-- start of Input rows --

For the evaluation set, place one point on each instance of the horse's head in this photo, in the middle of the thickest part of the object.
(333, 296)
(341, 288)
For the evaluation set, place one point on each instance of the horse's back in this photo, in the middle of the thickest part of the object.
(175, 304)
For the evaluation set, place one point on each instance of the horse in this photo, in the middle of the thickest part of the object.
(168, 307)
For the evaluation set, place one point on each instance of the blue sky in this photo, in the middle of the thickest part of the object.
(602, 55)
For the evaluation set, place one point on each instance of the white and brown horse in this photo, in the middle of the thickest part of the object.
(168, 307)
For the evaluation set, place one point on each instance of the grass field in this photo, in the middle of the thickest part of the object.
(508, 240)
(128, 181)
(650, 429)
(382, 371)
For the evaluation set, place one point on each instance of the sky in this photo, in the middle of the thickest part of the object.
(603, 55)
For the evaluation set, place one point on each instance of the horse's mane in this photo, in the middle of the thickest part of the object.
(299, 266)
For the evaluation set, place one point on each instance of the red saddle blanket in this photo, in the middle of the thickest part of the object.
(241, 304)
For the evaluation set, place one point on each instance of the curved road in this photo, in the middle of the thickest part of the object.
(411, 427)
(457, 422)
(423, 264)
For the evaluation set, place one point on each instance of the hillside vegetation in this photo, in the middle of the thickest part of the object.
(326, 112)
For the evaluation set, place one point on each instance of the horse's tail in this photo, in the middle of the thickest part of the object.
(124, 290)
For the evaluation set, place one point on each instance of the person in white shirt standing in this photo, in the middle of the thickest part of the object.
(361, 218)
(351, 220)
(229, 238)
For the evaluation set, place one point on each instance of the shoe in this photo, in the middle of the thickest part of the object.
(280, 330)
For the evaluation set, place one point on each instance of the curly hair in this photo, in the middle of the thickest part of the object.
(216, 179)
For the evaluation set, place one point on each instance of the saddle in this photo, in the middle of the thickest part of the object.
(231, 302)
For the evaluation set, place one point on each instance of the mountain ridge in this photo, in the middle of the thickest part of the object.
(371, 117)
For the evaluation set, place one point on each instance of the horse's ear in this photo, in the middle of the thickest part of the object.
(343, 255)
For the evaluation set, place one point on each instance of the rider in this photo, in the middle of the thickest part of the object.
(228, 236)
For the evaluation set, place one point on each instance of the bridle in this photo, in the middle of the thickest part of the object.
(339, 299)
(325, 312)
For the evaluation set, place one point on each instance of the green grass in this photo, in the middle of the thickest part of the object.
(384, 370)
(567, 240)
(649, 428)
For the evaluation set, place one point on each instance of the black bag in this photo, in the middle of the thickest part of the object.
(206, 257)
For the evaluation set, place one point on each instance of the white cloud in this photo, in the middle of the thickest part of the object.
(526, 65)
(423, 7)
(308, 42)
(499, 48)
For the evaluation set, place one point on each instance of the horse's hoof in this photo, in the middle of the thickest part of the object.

-- end of Input rows --

**What you are asked to do**. Everything from the line with "of the shoe" through the last line of the material above should be echoed exactly, and nothing else.

**Task solution**.
For the evaluation set, place one point on each instance of the shoe in this photo, in the middle of the thickest part of the object.
(280, 330)
For the evaluation set, place one point on each instance of the curly hair in this photo, in the middle of the thickest part of the object.
(216, 179)
For the evaluation set, place one point on each instance of the saddle in this photo, in the middle of the thickest part of the object.
(231, 302)
For the evaluation set, place one point on each instance of the mountain ridge in this photo, in the middle of the thickest part of the object.
(371, 117)
For the evaluation set, place one point on each instance of the horse's ear in this photo, in the middle of the thickest part of the object.
(343, 255)
For the evaluation set, place one point on each instance of the rider in this photo, in the middle of the thickest part of the object.
(228, 236)
For the evaluation set, place one point on each instance of the bridle in this photo, in the middle of the thickest part of the object.
(339, 299)
(325, 312)
For the evaluation set, place one point on each instance of the green grass in this photo, in the middle of the thickest part of the object.
(384, 370)
(567, 240)
(649, 428)
For the evaluation set, place one point on each instance of the black bag in this photo, in the middle of the thickest part of the object.
(206, 257)
For the evaluation set, place one point on each instance of the white cloud in this photo, in the middle of the thickest part of the object.
(526, 65)
(423, 7)
(308, 42)
(499, 48)
For the evaluation set, place one point on each instance of the horse's hoof in this photo, in the middle of the thickest part of the object.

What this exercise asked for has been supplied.